Exercise aim: Copy all of the data below line for line, with no changes.

Dataset records:
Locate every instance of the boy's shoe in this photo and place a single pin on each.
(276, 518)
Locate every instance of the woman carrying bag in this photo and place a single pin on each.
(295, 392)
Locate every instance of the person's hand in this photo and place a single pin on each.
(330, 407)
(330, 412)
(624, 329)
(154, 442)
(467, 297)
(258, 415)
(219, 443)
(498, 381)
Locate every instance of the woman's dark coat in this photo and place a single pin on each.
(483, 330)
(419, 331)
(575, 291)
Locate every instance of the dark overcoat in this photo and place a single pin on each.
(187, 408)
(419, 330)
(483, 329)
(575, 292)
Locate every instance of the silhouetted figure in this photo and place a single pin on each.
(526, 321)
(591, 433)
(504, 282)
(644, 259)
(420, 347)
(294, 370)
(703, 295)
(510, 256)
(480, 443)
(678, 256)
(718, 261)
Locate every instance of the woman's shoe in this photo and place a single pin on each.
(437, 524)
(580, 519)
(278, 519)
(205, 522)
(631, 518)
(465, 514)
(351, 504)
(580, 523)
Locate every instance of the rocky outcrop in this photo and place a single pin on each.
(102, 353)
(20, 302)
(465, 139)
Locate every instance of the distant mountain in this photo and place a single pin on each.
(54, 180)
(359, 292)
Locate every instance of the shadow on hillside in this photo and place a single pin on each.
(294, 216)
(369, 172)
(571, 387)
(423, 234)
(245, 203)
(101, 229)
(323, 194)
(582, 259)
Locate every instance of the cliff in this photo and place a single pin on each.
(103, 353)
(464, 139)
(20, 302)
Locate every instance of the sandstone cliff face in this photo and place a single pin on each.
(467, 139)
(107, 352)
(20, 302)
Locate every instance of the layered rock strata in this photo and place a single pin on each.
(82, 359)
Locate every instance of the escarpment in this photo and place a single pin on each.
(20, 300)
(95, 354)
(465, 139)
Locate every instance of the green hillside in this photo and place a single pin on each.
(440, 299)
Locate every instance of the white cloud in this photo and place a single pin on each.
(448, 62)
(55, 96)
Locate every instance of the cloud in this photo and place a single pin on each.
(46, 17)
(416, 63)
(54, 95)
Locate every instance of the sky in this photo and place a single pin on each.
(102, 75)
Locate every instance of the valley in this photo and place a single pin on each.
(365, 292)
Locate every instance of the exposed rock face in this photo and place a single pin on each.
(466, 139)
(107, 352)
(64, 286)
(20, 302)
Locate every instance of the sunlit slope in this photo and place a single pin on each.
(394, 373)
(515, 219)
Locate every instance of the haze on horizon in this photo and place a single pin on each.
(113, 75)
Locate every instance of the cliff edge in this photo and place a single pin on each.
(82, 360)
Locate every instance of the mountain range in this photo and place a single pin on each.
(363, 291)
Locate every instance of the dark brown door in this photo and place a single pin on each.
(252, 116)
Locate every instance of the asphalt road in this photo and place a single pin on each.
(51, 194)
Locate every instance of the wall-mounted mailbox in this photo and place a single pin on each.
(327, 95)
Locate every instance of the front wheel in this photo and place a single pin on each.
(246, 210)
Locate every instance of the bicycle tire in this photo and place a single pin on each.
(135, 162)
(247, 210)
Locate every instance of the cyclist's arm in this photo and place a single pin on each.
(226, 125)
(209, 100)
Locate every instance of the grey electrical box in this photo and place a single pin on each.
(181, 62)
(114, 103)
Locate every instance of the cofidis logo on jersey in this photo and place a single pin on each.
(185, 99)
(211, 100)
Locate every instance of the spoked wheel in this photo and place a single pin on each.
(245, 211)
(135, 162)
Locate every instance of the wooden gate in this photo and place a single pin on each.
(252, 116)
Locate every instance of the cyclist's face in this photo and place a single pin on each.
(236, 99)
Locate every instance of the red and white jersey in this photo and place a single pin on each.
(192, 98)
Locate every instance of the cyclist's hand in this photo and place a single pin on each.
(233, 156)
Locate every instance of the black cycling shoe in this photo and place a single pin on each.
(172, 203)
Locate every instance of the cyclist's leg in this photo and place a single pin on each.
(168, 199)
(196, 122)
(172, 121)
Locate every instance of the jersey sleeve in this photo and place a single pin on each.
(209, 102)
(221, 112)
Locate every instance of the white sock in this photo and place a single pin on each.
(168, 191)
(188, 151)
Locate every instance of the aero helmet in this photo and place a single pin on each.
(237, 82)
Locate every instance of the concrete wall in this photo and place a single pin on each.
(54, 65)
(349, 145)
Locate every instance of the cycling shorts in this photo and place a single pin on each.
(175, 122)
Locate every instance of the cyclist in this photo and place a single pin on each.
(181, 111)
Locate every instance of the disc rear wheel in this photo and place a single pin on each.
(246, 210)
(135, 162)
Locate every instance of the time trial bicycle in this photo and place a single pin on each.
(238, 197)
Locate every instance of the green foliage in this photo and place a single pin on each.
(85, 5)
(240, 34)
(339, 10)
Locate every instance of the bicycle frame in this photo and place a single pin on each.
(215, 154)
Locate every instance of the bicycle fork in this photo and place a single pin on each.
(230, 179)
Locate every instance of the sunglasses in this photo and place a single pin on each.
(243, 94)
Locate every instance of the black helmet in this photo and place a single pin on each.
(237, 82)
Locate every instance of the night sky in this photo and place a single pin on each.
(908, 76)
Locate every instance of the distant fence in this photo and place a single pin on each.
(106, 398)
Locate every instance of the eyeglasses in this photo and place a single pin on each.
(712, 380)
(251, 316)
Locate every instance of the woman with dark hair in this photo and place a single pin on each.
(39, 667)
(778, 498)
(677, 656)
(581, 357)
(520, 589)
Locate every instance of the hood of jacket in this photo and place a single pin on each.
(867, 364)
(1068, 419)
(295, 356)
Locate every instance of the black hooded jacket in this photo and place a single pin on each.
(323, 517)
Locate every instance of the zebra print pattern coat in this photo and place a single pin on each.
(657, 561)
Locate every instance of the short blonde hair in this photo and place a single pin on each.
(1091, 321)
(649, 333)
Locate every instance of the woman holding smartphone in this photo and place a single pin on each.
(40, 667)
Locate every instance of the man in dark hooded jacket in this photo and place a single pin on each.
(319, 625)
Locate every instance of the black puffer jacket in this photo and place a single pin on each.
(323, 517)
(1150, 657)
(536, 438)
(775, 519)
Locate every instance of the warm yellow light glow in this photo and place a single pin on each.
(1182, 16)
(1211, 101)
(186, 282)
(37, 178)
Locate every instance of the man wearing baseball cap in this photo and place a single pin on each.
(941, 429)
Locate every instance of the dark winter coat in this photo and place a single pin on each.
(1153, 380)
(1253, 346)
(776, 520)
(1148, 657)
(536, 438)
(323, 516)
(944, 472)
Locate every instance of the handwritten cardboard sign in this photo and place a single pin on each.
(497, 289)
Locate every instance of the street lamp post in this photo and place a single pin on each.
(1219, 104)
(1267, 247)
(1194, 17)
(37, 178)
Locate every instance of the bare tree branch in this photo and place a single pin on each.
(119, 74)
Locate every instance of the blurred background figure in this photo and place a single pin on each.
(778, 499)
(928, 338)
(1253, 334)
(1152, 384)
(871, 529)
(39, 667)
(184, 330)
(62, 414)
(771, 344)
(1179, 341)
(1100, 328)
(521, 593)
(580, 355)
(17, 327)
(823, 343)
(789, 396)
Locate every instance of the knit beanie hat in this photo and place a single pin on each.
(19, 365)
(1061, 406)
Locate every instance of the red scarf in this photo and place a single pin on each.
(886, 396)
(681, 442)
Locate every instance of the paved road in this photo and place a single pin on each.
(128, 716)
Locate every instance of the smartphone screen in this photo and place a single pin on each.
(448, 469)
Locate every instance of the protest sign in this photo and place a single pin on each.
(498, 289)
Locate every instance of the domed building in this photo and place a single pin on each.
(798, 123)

The output:
Locate every instance of the boy's shoe in this photo and place a single pin on each.
(276, 518)
Locate every instance of the woman carrying bag in this photo and place a single pin on each.
(295, 392)
Locate every instance of the person's hand in this photo and place a single pin on each.
(330, 407)
(330, 412)
(624, 329)
(154, 442)
(467, 297)
(258, 415)
(219, 443)
(498, 381)
Locate every instance of the woman's dark coat in this photo and place a single pin on each.
(483, 330)
(419, 331)
(575, 291)
Locate every instance of the dark overcoat in this photo and place a single pin on each.
(187, 408)
(419, 330)
(483, 329)
(575, 292)
Locate every instance of the silhouetted figure in this photo and place a single pin on each.
(526, 321)
(591, 433)
(504, 282)
(644, 259)
(420, 347)
(294, 370)
(703, 295)
(510, 256)
(480, 443)
(678, 256)
(718, 261)
Locate every instance of the woman's shoe in this photo and place a single pin on each.
(437, 524)
(580, 519)
(278, 519)
(205, 522)
(631, 518)
(465, 514)
(351, 504)
(580, 523)
Locate every instance of the rocky outcrop in this photo and place a single pin on each.
(102, 353)
(20, 302)
(465, 139)
Locate every instance of the distant mountain in this photo and place a single pin on each.
(54, 180)
(359, 292)
Locate every instance of the shadow on hillside in this photo and place a single pin on each.
(294, 216)
(369, 172)
(571, 387)
(423, 234)
(245, 203)
(101, 229)
(323, 194)
(582, 259)
Locate every instance of the cliff in this photo and place a single pin on each.
(103, 353)
(464, 139)
(20, 302)
Locate every instance of the sandstone cliff face in this photo and place a single pin on each.
(467, 139)
(107, 352)
(20, 302)
Locate every instance of the layered rock strata in this photo and place a single pin on each.
(82, 359)
Locate every instance of the escarpment in this photo and place a single pin on each.
(20, 300)
(95, 354)
(465, 139)
Locate every instance of the green hillside in this photo and place a single pin on each.
(440, 299)
Locate every instance of the white cloud in this photo and place a single pin on each.
(448, 62)
(55, 96)
Locate every instance of the cloud in this photo and place a single pin on each.
(46, 17)
(416, 63)
(54, 95)
Locate every instance of the sky in this photo and place a single pin on each.
(102, 75)
Locate every instance of the valley in this photo and place a single pin on each.
(365, 292)
Locate every instance of the exposed rock face in this photo and place a single pin on each.
(466, 139)
(107, 352)
(64, 286)
(20, 302)
Locate every instance of the sunlit slope in this photo and place a single pin on each.
(394, 373)
(515, 219)
Locate every instance of the haze on horizon in this photo and place a single pin on each.
(113, 75)
Locate every instance of the cliff edge in this photo and place a single pin on each.
(82, 360)
Locate every instance of the mountain range in this photo and place a single pin on each.
(363, 291)
Locate every instance of the dark brown door in this photo and place a single pin on each.
(252, 116)
Locate every instance of the asphalt road in this photo and place a single pin on each.
(51, 194)
Locate every instance of the wall-mounted mailbox in this photo and place a single pin on each.
(327, 95)
Locate every instance of the front wheel in this photo and place a single pin on each.
(246, 210)
Locate every instance of the bicycle tire in this photo and place a single pin on each.
(135, 162)
(247, 210)
Locate every instance of the cyclist's arm in this photo and place a single pin on each.
(226, 125)
(209, 100)
Locate every instance of the grey electrical box in this photo and place a single pin on each.
(181, 62)
(114, 103)
Locate every instance of the cofidis logo on jersey in this photo and place a single pin on each.
(185, 99)
(211, 100)
Locate every instance of the spoked wheel in this photo and place a single pin on each.
(245, 211)
(135, 162)
Locate every instance of the wooden gate in this photo and place a single pin on each.
(252, 116)
Locate every instance of the cyclist's face in this photo and place a single pin on each.
(236, 99)
Locate every instance of the red and white jersey in this photo and place a single pin on each.
(192, 98)
Locate every instance of the cyclist's hand in this photo and place a single pin on each.
(233, 156)
Locate every instance of the black cycling shoe in this photo and place a single pin on each.
(172, 203)
Locate every instance of the cyclist's leg in this photo and place a single pin on each.
(168, 199)
(196, 122)
(172, 121)
Locate every instance of the jersey sleeve in this photo and place a single pin on each.
(209, 102)
(221, 112)
Locate every instance of the white sock in this photo and place a single pin on each.
(168, 191)
(188, 151)
Locate every instance of the aero helmet in this photo and place a single pin on each.
(237, 82)
Locate every instance of the concrete wall in this photo and place a single pin on each.
(54, 65)
(349, 145)
Locate every instance of the cycling shorts in this photo and place a single pin on each.
(175, 122)
Locate every instance of the cyclist in this photo and place a single pin on each.
(181, 111)
Locate every instance of the disc rear wheel in this photo and place a single pin on each.
(246, 210)
(135, 162)
Locate every instance of the time trial bicycle in this photo and place a single pin on each.
(238, 197)
Locate every instance of the green foliage in this photo and place a single pin on each.
(85, 5)
(240, 34)
(339, 10)
Locate every instance of the bicycle frame in this photo and place a single pin on each.
(215, 154)
Locate every instance of the bicycle fork in this photo and place a single pin on each.
(230, 179)
Locate every instance of the sunglasses in this photo and place a single pin on each.
(243, 94)
Locate every instance of the black helmet in this photo and place a single pin on each.
(237, 82)
Locate every instance of the night sky in this photo and place a single pin on each.
(908, 76)
Locate every instance of the distant fence in this photo and place a single pin on each.
(106, 398)
Locate every instance of the eyeglasses in this photo and place a single pin on each.
(712, 380)
(251, 316)
Locate every instance of the woman with dark hair in this photo and place a single pin on each.
(39, 667)
(778, 498)
(677, 656)
(581, 357)
(520, 589)
Locate every instance of the hood of jacket in this photo and place a single pin on each.
(867, 364)
(1068, 419)
(295, 356)
Locate every instance of the black hooded jacket in this photo and place a single pin on each.
(323, 517)
Locate every instance of the zebra print pattern coat in this photo and place a single pin on each.
(657, 561)
Locate every instance of the short blonde hair in this photo and place a single pin on each.
(1091, 321)
(649, 333)
Locate every instance of the woman holding smartphone in this photo and place a single pin on each.
(40, 667)
Locate every instance of the man in dark hooded jacket in this photo and place a single pin on each.
(319, 625)
Locate every instance of the black puffer jacket in this photo and place a single pin on each.
(323, 517)
(1150, 657)
(536, 438)
(775, 519)
Locate every instance of the warm yellow light glow in this photo and place a single pin on each.
(1182, 16)
(1211, 101)
(186, 282)
(37, 178)
Locate every instance of the man wearing baseball cap in this photo and place a single pin on each.
(941, 429)
Locate every instance of the dark winter coat in this photo and place a single pin on each.
(1153, 380)
(1253, 346)
(776, 520)
(1148, 657)
(536, 438)
(323, 516)
(944, 472)
Locate every instance of the handwritten cardboard sign in this photo and place a single pin on each.
(497, 289)
Locate every instance of the street lamp post in this photo and place a single pin on each.
(1219, 104)
(1267, 247)
(1194, 17)
(37, 178)
Locate every instance of the bare tree branch in this photo and place a single pin on each.
(119, 74)
Locate every instance of the blurred background figure in this photo and place a single pin on each.
(778, 499)
(928, 338)
(1253, 334)
(1152, 384)
(871, 529)
(39, 667)
(184, 330)
(62, 414)
(771, 344)
(1179, 341)
(1100, 328)
(521, 593)
(580, 355)
(17, 327)
(823, 343)
(789, 396)
Locate every instance of the knit beanie hat in this photo and place a single pin on each.
(19, 365)
(1061, 406)
Locate every instance of the red scarf in this photo and place a single pin on each.
(886, 396)
(681, 442)
Locate every instance of the paved road in this photo and place a single pin on each.
(128, 716)
Locate every instance of the smartphone screen in this photo and place a single pin on each.
(448, 469)
Locate every instance of the protest sign in this photo and place a single pin on each.
(498, 289)
Locate every instance of the domed building in this photo and place a single pin on each.
(798, 123)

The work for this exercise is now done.